- What you will do -
Can you express the material below as a JSON list of strings, one string per line, with blank lines left out? Leave the pictures out of your answer.

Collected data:
>>>

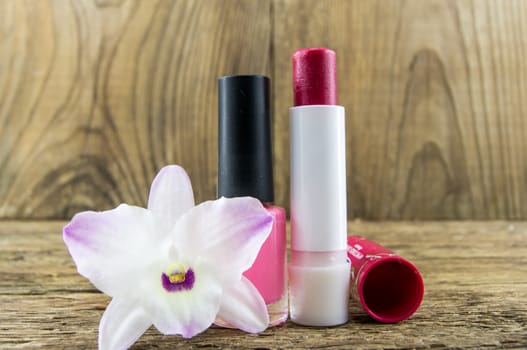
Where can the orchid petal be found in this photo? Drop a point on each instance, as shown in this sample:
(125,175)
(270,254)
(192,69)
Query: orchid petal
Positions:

<<<

- Finished task -
[
  "Where can the orchid petal be found in this photo? Drop a point on each instance, as shown in this sample:",
  "(125,175)",
  "(270,254)",
  "(192,69)",
  "Query: orchid petal",
  "Positions:"
]